# What you will do
(1) List everything the PointedSDMs text says each disparate dataset has of its own.
(2) According to the PointedSDMs text, which state were the five Setophaga datasets collected around?
(3) Reproduce the PointedSDMs text word for word from "These types of models" to "models) are apparent.".

***** Page text *****

Predicting the distribution of species across space and time is a fundamental piece for answering a multitude of questions surrounding the field of ecology. Consequentially, numerous statistical tools have been developed to assist ecologists in making these types of predictions; the most common of which is certainly species distribution models (SDMs).
These types of models are heavily reliant on the quality and quantity of data available across multiple time periods in order to produce meaningful results. Thankfully, the \(21^{st}\) century has been associated with a boom in digital technology and the collapse of data storage costs achieved, allowing us to see data on the environment and species occurrences grow at unprecedented rates. The problem however is that all these data are disparate in nature; they all have their own sampling protocols, assumptions and attributes, making joint analysis of them difficult.
On account of this issue, the field of integrated species distribution modelling has progressed considerably over the last few years – and now the associated methods are well-developed, and the benefits of using such models (over single dataset or simple data-pooling models) are apparent.
A major handicap to integrated modeling lies in the fact that the tools required to make inference with these models have not been established – especially with regards to general software to be used by ecologists. This in turn has stagnated the growth of applying these models to real data.
In light of this impediment to the field of integrated modelling, we decided to make PointedSDMs, an R package to help simplify the modelling process of integrated species distribution models (ISDMs) for ecologists. It does so by using the INLA framework (Rue, Martino, and Chopin 2009) to approximate the models and by constructing wrapper functions around those provided in the R package, inlabru (Bachl et al. 2019).
This R markdown file illustrates an example of modelling an ISDM with PointedSDMs, using five disparate datasets containing species Setophaga collected around Pennsylvania state (United States of America). The first part of this file contains a brief introduction to the statistical model used in ISDMs, as well as an introduction to the included functions in the package. The second part of this file uses PointedSDMs to run the ISDM for the provided data. We note that, for this particular vignette, no inference was made due to computational intensity of the model. However the R script and data are provided below so that the user may carry out inference.

***** Information shown *****

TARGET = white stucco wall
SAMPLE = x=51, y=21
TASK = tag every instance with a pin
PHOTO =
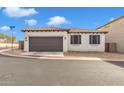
x=115, y=34
x=85, y=46
x=46, y=34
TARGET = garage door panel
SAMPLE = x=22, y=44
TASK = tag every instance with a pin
x=45, y=44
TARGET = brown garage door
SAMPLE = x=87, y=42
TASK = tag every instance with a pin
x=48, y=44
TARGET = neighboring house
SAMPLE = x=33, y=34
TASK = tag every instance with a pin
x=115, y=34
x=61, y=39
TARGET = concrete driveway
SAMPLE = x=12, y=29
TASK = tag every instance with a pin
x=20, y=71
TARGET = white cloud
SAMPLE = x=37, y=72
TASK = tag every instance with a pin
x=111, y=19
x=19, y=12
x=57, y=20
x=4, y=28
x=31, y=22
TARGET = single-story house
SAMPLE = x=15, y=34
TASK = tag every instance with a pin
x=115, y=34
x=62, y=40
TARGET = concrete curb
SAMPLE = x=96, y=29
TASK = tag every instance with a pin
x=60, y=58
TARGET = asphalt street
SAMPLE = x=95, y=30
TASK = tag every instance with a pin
x=22, y=71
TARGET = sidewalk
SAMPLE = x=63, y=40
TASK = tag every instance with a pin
x=69, y=56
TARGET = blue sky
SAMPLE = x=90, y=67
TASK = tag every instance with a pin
x=87, y=18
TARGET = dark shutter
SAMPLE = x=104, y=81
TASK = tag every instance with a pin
x=75, y=39
x=94, y=39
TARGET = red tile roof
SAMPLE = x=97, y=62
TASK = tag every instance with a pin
x=45, y=29
x=70, y=30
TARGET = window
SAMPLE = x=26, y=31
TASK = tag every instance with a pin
x=75, y=39
x=94, y=39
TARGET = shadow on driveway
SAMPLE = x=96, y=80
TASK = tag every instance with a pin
x=117, y=63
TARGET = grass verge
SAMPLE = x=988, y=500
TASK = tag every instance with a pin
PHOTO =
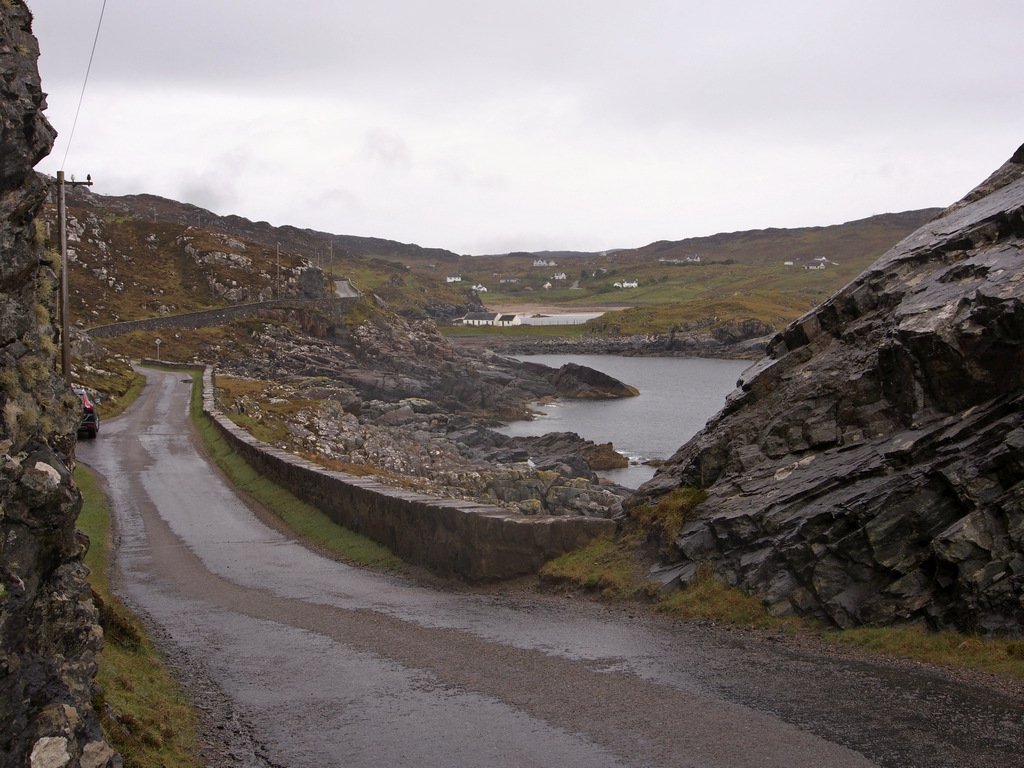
x=143, y=712
x=305, y=520
x=615, y=571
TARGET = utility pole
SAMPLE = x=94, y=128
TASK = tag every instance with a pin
x=65, y=302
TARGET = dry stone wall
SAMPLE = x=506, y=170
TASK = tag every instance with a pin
x=453, y=538
x=334, y=309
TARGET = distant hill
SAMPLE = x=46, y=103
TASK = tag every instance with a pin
x=140, y=255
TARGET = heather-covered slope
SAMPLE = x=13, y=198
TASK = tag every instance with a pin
x=49, y=636
x=869, y=469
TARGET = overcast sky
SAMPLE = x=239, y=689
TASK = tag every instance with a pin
x=485, y=126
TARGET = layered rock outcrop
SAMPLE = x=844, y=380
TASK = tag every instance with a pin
x=868, y=470
x=49, y=635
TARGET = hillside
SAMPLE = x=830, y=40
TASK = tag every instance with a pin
x=141, y=255
x=869, y=469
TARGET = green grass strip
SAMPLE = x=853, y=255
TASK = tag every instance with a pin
x=304, y=520
x=143, y=712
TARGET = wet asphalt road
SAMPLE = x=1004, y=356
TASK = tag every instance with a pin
x=299, y=660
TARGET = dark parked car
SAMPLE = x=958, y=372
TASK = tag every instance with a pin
x=90, y=417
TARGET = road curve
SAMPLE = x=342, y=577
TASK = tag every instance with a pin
x=310, y=663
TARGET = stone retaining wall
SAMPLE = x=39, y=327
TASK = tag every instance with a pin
x=451, y=537
x=334, y=309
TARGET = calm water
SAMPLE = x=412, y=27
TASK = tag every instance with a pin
x=677, y=397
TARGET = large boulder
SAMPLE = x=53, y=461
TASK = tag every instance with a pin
x=868, y=469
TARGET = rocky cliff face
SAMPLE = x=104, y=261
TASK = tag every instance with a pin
x=868, y=470
x=49, y=636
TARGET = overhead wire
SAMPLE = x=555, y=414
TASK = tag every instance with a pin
x=95, y=40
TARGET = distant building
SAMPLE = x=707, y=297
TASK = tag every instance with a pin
x=479, y=318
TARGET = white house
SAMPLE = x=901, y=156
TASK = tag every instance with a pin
x=479, y=318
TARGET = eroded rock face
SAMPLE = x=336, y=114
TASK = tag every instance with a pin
x=49, y=635
x=868, y=470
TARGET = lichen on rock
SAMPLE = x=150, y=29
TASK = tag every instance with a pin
x=49, y=634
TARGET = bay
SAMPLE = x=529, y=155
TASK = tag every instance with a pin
x=678, y=395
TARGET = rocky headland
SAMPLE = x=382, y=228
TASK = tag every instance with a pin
x=49, y=632
x=869, y=470
x=393, y=399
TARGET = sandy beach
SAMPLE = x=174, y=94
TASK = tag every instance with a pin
x=531, y=309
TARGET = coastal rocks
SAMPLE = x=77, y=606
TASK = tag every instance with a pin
x=869, y=470
x=49, y=634
x=581, y=382
x=414, y=442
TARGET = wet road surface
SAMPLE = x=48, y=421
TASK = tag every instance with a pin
x=305, y=662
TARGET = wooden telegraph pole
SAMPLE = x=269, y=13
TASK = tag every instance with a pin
x=65, y=302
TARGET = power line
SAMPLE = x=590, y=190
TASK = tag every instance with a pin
x=88, y=69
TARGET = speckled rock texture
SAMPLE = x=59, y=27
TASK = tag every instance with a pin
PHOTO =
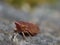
x=47, y=19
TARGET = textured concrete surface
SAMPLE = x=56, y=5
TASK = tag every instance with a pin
x=47, y=19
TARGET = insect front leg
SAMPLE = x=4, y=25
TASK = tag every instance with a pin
x=14, y=36
x=24, y=37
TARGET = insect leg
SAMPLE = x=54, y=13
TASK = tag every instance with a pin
x=24, y=37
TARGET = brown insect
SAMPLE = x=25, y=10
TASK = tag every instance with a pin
x=26, y=28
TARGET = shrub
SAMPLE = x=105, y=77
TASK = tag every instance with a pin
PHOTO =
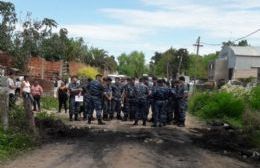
x=49, y=103
x=12, y=141
x=217, y=105
x=45, y=116
x=238, y=91
x=254, y=98
x=17, y=118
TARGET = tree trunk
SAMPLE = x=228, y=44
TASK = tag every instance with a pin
x=27, y=102
x=4, y=102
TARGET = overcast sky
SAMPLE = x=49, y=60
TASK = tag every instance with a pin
x=150, y=25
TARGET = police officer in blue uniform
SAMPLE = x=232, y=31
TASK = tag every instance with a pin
x=129, y=99
x=74, y=89
x=117, y=97
x=107, y=100
x=181, y=97
x=96, y=91
x=160, y=95
x=141, y=95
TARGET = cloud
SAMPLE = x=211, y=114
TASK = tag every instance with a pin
x=221, y=21
x=142, y=29
x=107, y=32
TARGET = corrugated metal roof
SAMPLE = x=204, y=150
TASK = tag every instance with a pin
x=246, y=51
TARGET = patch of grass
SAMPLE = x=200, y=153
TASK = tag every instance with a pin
x=218, y=106
x=49, y=103
x=17, y=118
x=12, y=142
x=45, y=116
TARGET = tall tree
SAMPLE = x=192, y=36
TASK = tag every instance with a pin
x=7, y=25
x=132, y=65
x=170, y=63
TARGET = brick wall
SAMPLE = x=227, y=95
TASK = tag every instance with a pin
x=74, y=67
x=42, y=69
x=47, y=86
x=5, y=59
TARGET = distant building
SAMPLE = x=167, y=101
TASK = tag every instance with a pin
x=235, y=62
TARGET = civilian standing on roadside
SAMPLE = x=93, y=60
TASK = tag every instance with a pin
x=62, y=96
x=37, y=92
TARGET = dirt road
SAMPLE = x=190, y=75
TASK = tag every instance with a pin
x=120, y=145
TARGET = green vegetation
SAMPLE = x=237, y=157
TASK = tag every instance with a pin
x=254, y=98
x=169, y=63
x=233, y=105
x=17, y=138
x=49, y=103
x=218, y=106
x=12, y=142
x=132, y=64
x=45, y=116
x=38, y=38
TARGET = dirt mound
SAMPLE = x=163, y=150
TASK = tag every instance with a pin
x=227, y=141
x=55, y=129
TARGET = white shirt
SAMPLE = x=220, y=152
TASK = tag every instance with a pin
x=26, y=87
x=11, y=84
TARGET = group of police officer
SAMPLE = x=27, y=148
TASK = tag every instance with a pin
x=167, y=101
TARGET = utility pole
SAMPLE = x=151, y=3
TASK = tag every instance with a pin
x=198, y=45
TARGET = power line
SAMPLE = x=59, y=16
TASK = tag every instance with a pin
x=250, y=34
x=238, y=39
x=212, y=44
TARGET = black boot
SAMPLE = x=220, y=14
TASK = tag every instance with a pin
x=119, y=117
x=181, y=124
x=70, y=117
x=105, y=117
x=100, y=122
x=144, y=122
x=111, y=117
x=89, y=120
x=76, y=117
x=136, y=122
x=124, y=119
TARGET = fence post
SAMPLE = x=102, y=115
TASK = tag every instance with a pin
x=4, y=102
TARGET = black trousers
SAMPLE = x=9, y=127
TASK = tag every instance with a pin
x=63, y=101
x=12, y=100
x=36, y=102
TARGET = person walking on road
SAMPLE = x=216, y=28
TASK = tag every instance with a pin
x=74, y=90
x=141, y=93
x=37, y=92
x=11, y=89
x=96, y=91
x=62, y=97
x=117, y=98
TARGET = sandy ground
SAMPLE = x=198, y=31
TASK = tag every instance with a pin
x=121, y=145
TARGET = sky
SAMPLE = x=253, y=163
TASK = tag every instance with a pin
x=150, y=25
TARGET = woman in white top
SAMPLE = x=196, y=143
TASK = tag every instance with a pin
x=28, y=100
x=26, y=86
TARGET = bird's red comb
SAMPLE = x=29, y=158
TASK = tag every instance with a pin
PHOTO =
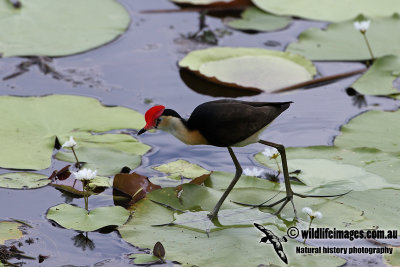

*****

# Answers for the exercise
(1) sampling protocols, assumptions, attributes

(2) Pennsylvania

(3)
These types of models are heavily reliant on the quality and quantity of data available across multiple time periods in order to produce meaningful results. Thankfully, the \(21^{st}\) century has been associated with a boom in digital technology and the collapse of data storage costs achieved, allowing us to see data on the environment and species occurrences grow at unprecedented rates. The problem however is that all these data are disparate in nature; they all have their own sampling protocols, assumptions and attributes, making joint analysis of them difficult.
On account of this issue, the field of integrated species distribution modelling has progressed considerably over the last few years – and now the associated methods are well-developed, and the benefits of using such models (over single dataset or simple data-pooling models) are apparent.